Challenge: What type of polish does the ukulele care guide recommend for a modern gloss finish?

Posts Tagged ‘uke’

Ukulele Care & Maintenance – A guide to looking after your Uke

We are often asked how do I look after my ukulele?  and how do I clean it? Here eagle Music answers in simple terms the important do’s and don’ts regarding general care of your ukulele, storing, cleaning and transporting your ukulele safely.

Eagle Music Shop has a fully equipped on-site workshop facility and offers a full set-up and repair service for stringed instruments.

Storing

In general musical instruments like the same environment as their player …conditions where it is not too hot or hot and certainly not wet or damp! Keep your ukulele clean and free from dust,dirt and moisture …In a UK home, its OK to leave your instrument on a stand between playing sessions, in fact we encourage this as it makes you pick up the instrument more frequently to play and practise. Buy a decent quality stand to keep your instrument ‘out of the way’ in a corner of the room. Never leave it near a radiator or in a window where direct sunlight can fall upon the instrument and bake it! Also, never leave your instrument stored in a cold or damp place eg. cellar, loft or out in the garage

Cleaning

Each time you have played your ukulele give it a wipe over with a lint free cloth to remove finger marks. the strings can be cleaned with Fast Fret, martin or Dr Kyser string cleaning lubricant, all these products can be bought ‘off-the-shelf’ from Eagle Music. From time to time you may want to polish your instrument, always check that this is suitable for the finish on your instrument eg. On a modern gloss finish, always choose a non-smear wax free polish. Always remove finger and body marks from Nickel plated or gold plated hardware and use the special impregnated cleaning cloths that are available for this purpose. Never use abrasive cleaners as this can remove the plating! Chrome hardware is much easier to keep clean and is much harder wearing.

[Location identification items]
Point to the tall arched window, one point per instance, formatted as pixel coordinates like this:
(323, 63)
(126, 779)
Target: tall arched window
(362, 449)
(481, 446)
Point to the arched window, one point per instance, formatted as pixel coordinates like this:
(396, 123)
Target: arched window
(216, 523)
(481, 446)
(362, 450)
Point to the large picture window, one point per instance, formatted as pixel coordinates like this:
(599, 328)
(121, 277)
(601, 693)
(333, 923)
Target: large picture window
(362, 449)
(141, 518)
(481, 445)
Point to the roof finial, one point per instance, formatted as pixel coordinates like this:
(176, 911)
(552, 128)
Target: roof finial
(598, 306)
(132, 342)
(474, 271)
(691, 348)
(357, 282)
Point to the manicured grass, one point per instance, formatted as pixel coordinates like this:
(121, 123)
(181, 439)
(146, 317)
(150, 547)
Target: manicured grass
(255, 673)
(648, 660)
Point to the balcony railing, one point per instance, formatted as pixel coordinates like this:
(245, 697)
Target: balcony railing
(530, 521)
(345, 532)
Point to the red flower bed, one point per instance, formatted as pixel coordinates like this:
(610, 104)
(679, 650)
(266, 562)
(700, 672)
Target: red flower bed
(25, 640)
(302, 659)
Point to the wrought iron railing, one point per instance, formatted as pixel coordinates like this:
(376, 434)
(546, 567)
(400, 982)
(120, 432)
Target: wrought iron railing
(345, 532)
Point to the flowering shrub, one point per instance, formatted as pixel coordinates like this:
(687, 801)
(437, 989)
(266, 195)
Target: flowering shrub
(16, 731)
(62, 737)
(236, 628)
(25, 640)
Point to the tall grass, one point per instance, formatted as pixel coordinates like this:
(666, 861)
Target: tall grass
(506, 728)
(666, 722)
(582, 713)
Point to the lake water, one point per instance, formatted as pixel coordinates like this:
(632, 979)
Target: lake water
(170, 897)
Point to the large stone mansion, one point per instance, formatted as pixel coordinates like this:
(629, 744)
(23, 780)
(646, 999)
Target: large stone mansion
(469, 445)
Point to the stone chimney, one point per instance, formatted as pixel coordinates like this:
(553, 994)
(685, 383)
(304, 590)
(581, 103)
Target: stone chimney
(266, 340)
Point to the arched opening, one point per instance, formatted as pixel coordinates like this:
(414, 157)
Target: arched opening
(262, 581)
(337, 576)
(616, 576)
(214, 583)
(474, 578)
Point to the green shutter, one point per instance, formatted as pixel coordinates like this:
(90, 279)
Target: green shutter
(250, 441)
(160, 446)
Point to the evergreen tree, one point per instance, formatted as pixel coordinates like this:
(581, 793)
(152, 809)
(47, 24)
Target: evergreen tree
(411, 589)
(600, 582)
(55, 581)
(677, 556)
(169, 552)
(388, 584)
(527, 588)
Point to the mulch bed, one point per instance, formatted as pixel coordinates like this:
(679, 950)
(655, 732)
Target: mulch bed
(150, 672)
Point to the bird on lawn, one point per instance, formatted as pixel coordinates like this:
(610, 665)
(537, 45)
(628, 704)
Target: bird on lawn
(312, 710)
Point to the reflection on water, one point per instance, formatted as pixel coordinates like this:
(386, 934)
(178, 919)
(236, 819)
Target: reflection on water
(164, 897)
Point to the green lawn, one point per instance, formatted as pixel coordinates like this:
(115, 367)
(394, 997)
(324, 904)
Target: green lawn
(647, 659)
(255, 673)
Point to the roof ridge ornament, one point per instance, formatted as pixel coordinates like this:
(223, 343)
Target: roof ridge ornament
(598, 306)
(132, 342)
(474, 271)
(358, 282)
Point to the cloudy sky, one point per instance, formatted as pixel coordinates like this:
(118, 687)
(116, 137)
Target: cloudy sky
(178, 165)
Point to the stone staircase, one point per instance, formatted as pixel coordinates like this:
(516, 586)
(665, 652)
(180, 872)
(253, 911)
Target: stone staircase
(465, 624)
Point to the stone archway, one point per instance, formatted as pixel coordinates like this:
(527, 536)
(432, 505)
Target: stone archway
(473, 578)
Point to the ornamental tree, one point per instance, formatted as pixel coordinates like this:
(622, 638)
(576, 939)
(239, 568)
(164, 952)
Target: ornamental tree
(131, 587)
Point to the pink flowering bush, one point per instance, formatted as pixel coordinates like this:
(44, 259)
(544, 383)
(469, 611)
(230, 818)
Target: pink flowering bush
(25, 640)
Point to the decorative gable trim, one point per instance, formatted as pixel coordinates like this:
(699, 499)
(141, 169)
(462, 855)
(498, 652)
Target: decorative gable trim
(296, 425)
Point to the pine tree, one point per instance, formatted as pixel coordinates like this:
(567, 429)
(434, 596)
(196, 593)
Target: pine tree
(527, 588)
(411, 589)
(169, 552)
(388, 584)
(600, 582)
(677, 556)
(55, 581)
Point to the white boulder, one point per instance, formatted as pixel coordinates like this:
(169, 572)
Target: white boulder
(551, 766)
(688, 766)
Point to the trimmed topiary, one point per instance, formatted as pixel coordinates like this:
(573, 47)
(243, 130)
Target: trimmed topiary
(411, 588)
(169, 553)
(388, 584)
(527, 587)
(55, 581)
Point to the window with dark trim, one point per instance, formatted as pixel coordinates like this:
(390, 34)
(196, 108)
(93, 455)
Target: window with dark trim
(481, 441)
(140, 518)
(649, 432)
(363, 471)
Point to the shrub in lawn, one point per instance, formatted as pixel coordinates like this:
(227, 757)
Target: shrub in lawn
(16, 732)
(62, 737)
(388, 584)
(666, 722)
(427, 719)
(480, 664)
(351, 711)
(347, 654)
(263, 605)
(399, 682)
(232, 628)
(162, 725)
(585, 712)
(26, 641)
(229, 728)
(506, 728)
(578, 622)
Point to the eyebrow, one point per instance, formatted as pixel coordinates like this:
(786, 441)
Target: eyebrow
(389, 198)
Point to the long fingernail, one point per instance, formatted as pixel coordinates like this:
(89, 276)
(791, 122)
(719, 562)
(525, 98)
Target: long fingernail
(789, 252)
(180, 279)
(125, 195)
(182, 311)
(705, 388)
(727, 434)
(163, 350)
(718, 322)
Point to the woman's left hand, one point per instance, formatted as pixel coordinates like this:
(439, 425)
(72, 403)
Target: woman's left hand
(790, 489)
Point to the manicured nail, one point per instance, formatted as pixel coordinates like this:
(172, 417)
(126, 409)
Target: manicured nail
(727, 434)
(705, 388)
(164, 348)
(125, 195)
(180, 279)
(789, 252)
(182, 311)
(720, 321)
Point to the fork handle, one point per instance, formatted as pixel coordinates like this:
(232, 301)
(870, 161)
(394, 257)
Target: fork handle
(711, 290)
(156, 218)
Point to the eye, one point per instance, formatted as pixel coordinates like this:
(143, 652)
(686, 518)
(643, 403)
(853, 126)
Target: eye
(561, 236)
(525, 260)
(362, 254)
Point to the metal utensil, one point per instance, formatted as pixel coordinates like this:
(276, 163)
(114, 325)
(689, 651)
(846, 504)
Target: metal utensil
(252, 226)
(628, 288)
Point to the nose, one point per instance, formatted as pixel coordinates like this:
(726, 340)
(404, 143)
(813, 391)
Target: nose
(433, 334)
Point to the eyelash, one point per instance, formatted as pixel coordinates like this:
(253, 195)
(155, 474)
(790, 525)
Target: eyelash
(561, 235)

Expected answer: A non-smear, wax-free polish.